## Working data:
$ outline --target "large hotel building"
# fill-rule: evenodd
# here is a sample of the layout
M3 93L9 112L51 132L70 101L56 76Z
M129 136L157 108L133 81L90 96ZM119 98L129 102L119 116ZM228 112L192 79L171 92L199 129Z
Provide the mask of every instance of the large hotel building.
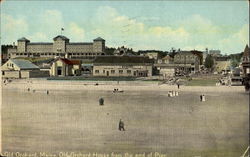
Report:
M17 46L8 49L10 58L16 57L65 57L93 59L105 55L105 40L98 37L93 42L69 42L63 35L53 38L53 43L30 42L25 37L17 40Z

* * *

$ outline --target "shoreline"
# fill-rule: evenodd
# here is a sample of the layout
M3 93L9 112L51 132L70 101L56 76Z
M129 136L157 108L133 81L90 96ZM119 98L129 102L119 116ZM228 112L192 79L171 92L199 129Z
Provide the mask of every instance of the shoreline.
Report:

--

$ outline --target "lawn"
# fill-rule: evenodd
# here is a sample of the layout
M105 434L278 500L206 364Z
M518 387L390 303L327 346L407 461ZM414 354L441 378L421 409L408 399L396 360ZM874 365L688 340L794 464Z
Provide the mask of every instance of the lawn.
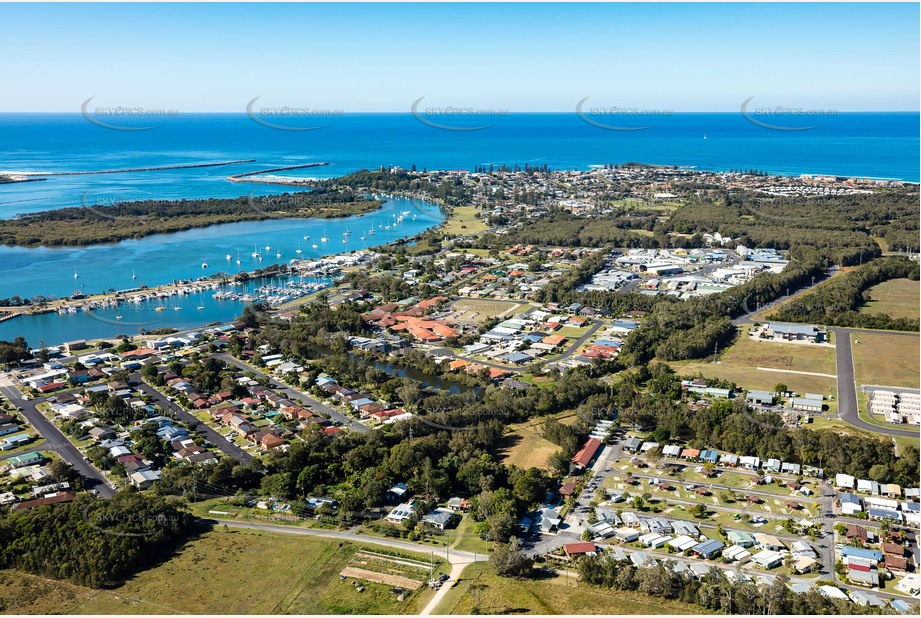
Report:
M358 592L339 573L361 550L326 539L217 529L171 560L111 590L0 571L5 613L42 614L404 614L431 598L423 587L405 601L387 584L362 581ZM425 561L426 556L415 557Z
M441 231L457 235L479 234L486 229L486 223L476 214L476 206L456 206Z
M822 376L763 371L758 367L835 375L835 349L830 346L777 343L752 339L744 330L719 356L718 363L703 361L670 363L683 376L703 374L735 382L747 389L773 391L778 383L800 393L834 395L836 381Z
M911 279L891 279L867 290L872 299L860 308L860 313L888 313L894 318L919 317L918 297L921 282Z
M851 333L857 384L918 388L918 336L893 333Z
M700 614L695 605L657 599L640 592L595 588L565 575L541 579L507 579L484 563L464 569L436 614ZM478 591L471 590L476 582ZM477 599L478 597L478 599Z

## Prompt:
Every line that includes "shoreline" must be copied from the material above.

## Solution to the problem:
$ outline --target "shoreline"
Provide the mask of every instance of the shoreline.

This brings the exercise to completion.